Directions for this task. Reproduce each line exactly.

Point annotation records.
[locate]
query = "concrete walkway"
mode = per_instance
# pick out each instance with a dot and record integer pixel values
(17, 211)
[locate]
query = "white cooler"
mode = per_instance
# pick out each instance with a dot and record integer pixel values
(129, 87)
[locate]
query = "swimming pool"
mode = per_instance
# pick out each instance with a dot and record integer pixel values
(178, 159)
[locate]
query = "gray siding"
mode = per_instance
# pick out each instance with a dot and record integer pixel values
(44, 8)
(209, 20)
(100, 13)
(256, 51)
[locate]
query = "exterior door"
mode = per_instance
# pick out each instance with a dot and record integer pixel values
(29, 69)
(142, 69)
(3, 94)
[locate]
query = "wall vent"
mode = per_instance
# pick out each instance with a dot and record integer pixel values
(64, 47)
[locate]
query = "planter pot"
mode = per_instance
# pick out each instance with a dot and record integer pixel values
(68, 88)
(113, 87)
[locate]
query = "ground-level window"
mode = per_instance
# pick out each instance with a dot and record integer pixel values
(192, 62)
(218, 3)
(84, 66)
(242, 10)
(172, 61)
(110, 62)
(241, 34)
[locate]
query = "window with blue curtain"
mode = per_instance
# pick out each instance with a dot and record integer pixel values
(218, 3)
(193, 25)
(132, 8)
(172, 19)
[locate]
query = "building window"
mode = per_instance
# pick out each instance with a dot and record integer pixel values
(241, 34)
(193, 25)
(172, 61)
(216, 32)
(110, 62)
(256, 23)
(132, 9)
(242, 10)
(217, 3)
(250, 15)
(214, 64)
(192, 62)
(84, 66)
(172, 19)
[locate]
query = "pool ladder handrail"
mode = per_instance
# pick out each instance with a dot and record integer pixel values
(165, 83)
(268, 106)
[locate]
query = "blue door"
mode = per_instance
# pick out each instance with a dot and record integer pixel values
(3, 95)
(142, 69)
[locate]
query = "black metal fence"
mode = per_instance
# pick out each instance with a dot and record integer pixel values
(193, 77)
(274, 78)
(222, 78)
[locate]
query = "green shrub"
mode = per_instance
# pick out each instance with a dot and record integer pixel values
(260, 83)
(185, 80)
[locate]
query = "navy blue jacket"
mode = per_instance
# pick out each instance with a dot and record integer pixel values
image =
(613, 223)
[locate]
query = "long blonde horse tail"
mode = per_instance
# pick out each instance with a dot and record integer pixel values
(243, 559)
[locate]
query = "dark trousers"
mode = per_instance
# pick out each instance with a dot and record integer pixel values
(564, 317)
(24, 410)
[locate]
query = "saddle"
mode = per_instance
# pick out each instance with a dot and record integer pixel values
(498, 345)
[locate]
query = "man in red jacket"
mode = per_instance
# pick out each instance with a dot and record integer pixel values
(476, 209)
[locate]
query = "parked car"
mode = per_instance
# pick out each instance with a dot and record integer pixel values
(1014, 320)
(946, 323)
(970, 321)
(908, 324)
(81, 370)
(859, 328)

Finished answer.
[locate]
query = "concrete walkway"
mode = per_instance
# pick out each instance with a dot and record integer pixel values
(17, 211)
[locate]
query = "white cooler"
mode = per_instance
# pick out each instance with a dot and record integer pixel values
(129, 87)
[locate]
query = "swimming pool"
mode = per_instance
# pick out each instance with a dot and record integer pixel values
(178, 159)
[locate]
query = "gray siding"
mode = per_instance
# pick out each instance with a dot and record integer pixel values
(44, 8)
(209, 20)
(100, 13)
(256, 51)
[locate]
query = "exterior door"
mode = per_instance
# pick out each instance with a dot and record integer pixel values
(29, 69)
(142, 69)
(3, 94)
[locate]
query = "wall vent"
mode = per_instance
# pick out each instance with a dot and record integer pixel values
(64, 47)
[locate]
query = "planter pot"
mode = per_instance
# pick out each instance with a dot and record integer pixel values
(68, 88)
(113, 87)
[locate]
query = "ground-level window"
mode = per_instance
# pick out each instance with a dot and record integer pixel values
(192, 62)
(218, 3)
(84, 66)
(242, 10)
(172, 61)
(110, 62)
(241, 34)
[locate]
query = "window with blue curtain"
mode = per_instance
# pick out each instance with a dot and record integer pixel values
(218, 3)
(193, 25)
(132, 8)
(172, 19)
[locate]
query = "building window"
mode = per_instance
# pick out each instance with a dot and record integer pixel values
(241, 34)
(193, 25)
(172, 61)
(216, 32)
(110, 62)
(256, 23)
(132, 9)
(242, 10)
(217, 3)
(250, 15)
(214, 64)
(192, 62)
(84, 66)
(172, 19)
[locate]
query = "pool ladder handrail"
mode = per_instance
# pick out each instance with a dot and record integer pixel values
(165, 83)
(268, 106)
[locate]
query = "blue door"
mode = per_instance
# pick out each instance with a dot and record integer pixel values
(3, 95)
(142, 69)
[locate]
query = "black metal fence"
mode = per_instance
# pick out each instance with a dot and record integer pixel values
(193, 77)
(274, 78)
(222, 78)
[locate]
query = "green shrub"
mode = per_instance
# pick out each instance with a dot and record integer pixel values
(260, 83)
(185, 80)
[locate]
query = "navy blue jacket"
mode = per_instance
# pick out each instance with a dot and record integer pixel values
image =
(613, 223)
[locate]
query = "long blonde horse tail"
mode = per_instance
# pick out each instance with a dot and record integer pixel values
(243, 559)
[locate]
query = "dark trousers"
mode = per_instance
# pick out each instance with a dot and record integer pixel values
(564, 317)
(24, 410)
[locate]
query = "saddle"
mode = per_instance
# pick out each instance with a dot and record integer pixel values
(498, 345)
[locate]
query = "man in red jacket"
mode = per_instance
# pick out each instance with a dot and record integer pixel values
(476, 209)
[locate]
query = "parked car"
mode = per_instance
# pick out each instance with a dot and record integer pixel values
(1014, 320)
(946, 323)
(970, 321)
(908, 324)
(81, 370)
(859, 328)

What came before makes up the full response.